═══ MATERIAL PROVIDED
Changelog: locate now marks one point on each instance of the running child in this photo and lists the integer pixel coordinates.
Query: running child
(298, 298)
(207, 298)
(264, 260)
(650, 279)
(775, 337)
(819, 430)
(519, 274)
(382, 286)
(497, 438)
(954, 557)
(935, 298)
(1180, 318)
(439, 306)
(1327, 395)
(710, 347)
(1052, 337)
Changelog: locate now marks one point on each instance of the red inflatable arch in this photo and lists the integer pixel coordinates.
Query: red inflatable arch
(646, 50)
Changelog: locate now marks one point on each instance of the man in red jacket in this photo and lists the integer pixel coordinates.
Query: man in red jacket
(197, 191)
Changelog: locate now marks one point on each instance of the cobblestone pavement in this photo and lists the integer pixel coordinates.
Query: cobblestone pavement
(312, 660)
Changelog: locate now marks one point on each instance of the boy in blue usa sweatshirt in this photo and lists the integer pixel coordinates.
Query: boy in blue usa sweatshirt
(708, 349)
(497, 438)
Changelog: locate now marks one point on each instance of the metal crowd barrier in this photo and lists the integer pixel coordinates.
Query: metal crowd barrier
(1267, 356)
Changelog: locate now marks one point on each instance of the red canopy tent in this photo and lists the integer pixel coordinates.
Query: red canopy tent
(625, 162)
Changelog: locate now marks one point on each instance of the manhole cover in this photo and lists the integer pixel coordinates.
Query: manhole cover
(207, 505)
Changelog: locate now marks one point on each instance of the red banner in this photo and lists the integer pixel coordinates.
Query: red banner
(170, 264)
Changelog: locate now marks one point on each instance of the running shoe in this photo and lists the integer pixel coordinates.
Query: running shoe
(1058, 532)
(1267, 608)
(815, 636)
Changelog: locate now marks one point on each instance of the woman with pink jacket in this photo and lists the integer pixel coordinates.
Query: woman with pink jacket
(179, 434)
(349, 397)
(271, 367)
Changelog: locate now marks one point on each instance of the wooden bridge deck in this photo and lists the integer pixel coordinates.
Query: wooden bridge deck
══════
Copy out the whole listing above, putting "whole-number pixel coordinates" in place of every "integer pixel coordinates" and leaving everything else unchanged.

> **EXERCISE RESULT**:
Changelog: locate now marks one point on each instance of the running child in this photo and lists the whole-number pixel coordinates.
Query: running child
(298, 298)
(207, 298)
(264, 260)
(650, 279)
(775, 337)
(819, 430)
(519, 274)
(382, 286)
(497, 438)
(954, 557)
(935, 298)
(1180, 318)
(439, 306)
(1327, 395)
(710, 347)
(1052, 337)
Changelog: locate now marks one point on each instance of the red inflatable arch in this photo and lists the whole-number pixel coordinates.
Query: red inflatable arch
(646, 50)
Changelog: locate now marks one point on each instance of the man in red jacket in this photo and lists the whole-number pixel coordinates.
Query: man in red jacket
(197, 191)
Changelog: locate now marks one point on each instance of the cobblestone pavement in this photo and lists the whole-number pixel coordinates.
Query: cobblestone pavement
(312, 660)
Changelog: locate now marks one point on each instance of the boy in blue usa sweatshirt in this photo and lists the whole-number pixel coordinates.
Query: boy in blue usa sweatshirt
(708, 349)
(497, 438)
Changelog: locate now marks one point on each instance of the metal crowd barrier in this photo and lists the whole-number pixel coordinates.
Query: metal crowd barrier
(1267, 356)
Changelog: locate now marks one point on each instance of the red canopy tent in this photo and lists the whole-number pixel coordinates.
Query: red canopy tent
(625, 162)
Changelog: locate now marks one point on each instance of the manhole cover in this photo and lists the whole-number pixel coordinates.
Query: manhole cover
(207, 505)
Changelog: locate now marks one point on each instance of the red banner in this photo and lists the whole-number pixel coordinates.
Query: red banner
(170, 264)
Changelog: locate now marks one point on each instance of the running shoe in this photo and lists the whole-number pixel coordinates.
Query: running shoe
(1058, 532)
(1267, 608)
(815, 636)
Changelog: locate now marks one point on each instance of the woman with pink jacket in this photo and lists the whole-number pixel coordinates.
Query: woman with pink jacket
(179, 434)
(349, 397)
(271, 367)
Changelog: locate now marks one point on each instance of the wooden bridge deck in this photo and lists the whole-number pixel coordinates.
Query: wooden bridge deck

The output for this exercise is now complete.